Below is a block of entries; repeat exactly the lines starting at the line that contains "Target: teeth" and ending at the line that contains "Target: shoulder", both included.
--- Data records Enclosed Below ---
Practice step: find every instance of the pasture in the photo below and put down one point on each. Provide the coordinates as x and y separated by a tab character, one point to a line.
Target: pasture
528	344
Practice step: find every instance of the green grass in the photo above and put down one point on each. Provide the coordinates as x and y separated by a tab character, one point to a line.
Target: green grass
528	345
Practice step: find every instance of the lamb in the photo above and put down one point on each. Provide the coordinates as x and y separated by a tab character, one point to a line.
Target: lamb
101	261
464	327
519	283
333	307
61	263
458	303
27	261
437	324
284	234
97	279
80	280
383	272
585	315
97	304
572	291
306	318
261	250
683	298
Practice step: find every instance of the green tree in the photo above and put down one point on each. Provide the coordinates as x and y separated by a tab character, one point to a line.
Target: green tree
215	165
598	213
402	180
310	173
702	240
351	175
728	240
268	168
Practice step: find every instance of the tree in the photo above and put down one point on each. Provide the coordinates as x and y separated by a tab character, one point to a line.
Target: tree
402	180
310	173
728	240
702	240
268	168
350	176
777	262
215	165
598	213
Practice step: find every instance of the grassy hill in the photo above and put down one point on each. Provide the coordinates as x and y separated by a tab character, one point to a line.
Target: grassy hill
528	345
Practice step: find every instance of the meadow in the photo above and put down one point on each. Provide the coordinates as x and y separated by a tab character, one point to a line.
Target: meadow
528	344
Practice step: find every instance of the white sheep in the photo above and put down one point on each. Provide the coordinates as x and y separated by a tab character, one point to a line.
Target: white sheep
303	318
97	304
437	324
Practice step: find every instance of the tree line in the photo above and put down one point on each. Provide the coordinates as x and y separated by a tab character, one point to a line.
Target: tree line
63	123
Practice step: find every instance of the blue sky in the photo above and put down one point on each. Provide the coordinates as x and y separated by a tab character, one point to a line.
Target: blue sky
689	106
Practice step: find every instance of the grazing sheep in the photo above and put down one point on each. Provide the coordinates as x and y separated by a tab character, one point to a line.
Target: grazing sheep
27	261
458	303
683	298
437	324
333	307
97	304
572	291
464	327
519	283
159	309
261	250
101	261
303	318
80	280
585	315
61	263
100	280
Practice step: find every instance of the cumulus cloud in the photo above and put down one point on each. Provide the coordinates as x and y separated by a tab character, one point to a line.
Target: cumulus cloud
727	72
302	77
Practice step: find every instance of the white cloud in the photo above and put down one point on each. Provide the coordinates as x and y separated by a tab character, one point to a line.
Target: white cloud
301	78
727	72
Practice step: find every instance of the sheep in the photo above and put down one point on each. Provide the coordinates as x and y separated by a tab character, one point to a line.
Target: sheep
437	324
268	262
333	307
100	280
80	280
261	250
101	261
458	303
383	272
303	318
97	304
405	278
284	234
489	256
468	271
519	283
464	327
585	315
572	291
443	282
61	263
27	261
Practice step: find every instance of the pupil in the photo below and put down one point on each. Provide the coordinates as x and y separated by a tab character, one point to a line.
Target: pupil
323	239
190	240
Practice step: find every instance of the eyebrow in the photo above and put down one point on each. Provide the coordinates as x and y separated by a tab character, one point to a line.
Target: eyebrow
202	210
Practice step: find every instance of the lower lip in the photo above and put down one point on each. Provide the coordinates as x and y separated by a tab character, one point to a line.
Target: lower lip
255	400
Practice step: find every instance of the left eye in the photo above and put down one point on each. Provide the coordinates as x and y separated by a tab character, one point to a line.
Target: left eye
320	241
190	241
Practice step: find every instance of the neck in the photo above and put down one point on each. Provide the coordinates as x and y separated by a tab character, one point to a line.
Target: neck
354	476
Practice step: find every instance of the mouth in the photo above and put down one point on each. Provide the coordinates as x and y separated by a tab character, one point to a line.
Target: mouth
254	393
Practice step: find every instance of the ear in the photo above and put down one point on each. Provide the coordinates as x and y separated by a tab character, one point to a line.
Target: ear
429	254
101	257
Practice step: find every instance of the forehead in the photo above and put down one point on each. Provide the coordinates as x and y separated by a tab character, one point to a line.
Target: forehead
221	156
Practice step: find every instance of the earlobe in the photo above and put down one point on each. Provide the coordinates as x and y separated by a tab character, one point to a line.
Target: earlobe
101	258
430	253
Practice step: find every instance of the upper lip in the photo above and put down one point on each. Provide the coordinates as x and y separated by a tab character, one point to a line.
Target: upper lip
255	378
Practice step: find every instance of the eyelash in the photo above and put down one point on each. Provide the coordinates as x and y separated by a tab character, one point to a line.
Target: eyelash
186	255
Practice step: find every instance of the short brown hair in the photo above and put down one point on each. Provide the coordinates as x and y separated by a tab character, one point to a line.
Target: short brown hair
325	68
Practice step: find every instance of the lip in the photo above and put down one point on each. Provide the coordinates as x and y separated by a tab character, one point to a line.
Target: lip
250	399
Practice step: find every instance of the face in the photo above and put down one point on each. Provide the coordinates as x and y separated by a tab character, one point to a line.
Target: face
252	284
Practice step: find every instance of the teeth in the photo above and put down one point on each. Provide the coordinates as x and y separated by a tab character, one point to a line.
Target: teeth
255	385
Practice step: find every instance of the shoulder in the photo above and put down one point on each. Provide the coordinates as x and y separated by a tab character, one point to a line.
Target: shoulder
--- End of Enclosed Data records ---
--- Data records Enclosed Below ---
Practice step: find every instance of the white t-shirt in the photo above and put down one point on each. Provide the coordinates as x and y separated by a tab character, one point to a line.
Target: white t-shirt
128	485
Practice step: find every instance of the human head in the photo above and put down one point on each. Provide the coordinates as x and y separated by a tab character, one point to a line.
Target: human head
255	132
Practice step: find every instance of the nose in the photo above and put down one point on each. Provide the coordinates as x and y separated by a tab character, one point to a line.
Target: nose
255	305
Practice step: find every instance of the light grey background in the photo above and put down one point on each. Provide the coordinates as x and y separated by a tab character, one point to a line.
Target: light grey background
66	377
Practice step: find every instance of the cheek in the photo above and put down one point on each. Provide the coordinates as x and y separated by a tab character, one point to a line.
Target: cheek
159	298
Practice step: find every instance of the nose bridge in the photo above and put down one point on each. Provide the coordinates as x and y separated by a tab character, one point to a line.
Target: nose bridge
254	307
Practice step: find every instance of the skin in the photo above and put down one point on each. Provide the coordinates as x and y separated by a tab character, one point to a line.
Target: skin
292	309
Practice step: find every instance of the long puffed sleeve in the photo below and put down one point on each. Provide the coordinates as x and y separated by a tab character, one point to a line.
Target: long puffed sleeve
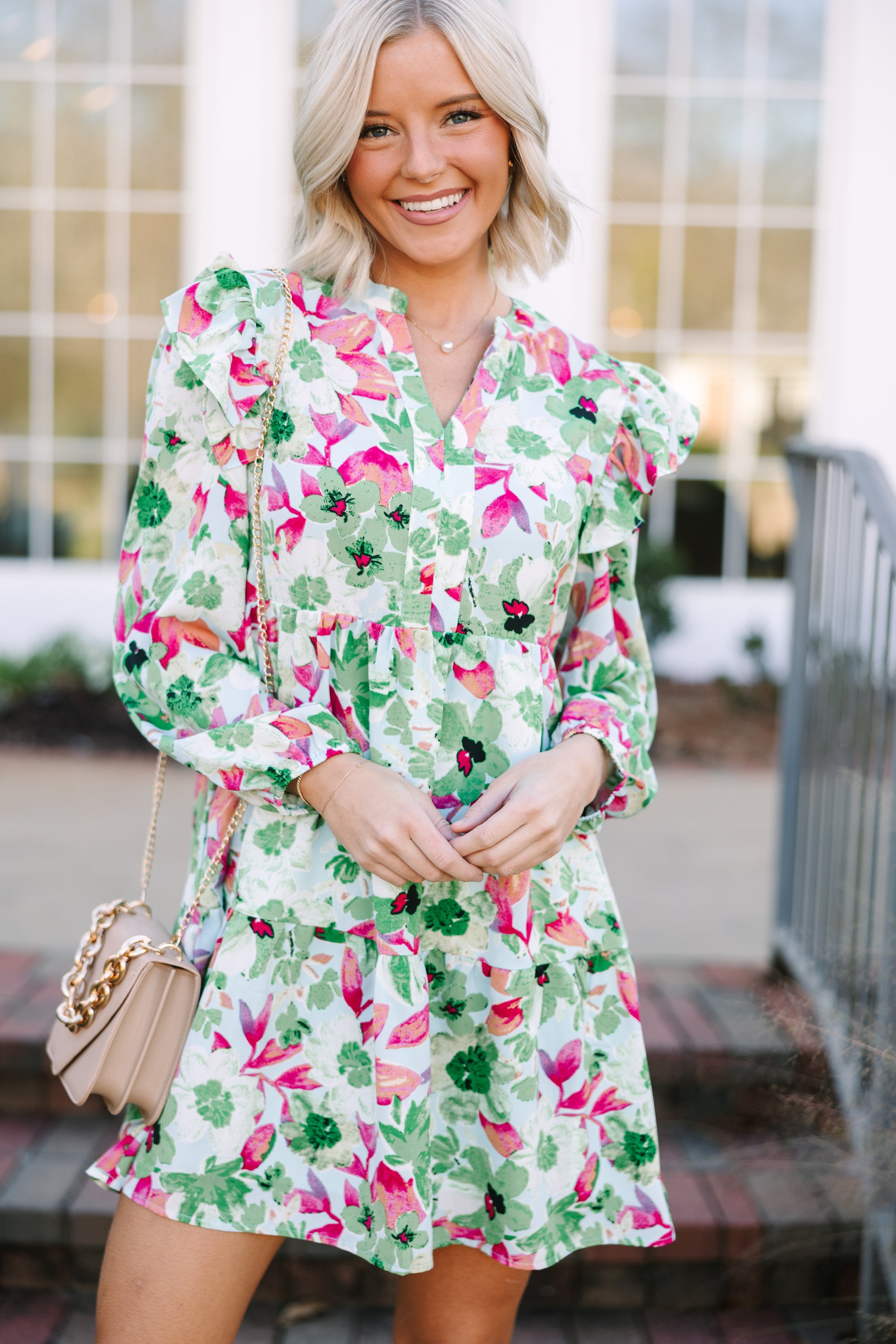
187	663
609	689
--- End of Enclosed Data records ---
Result:
Target: teeth
255	385
Practice step: find every instance of the shoulder in the photo above and put down one point on each. Provide the coordinates as x and y separated by a tab character, one point to a line.
Target: shoulder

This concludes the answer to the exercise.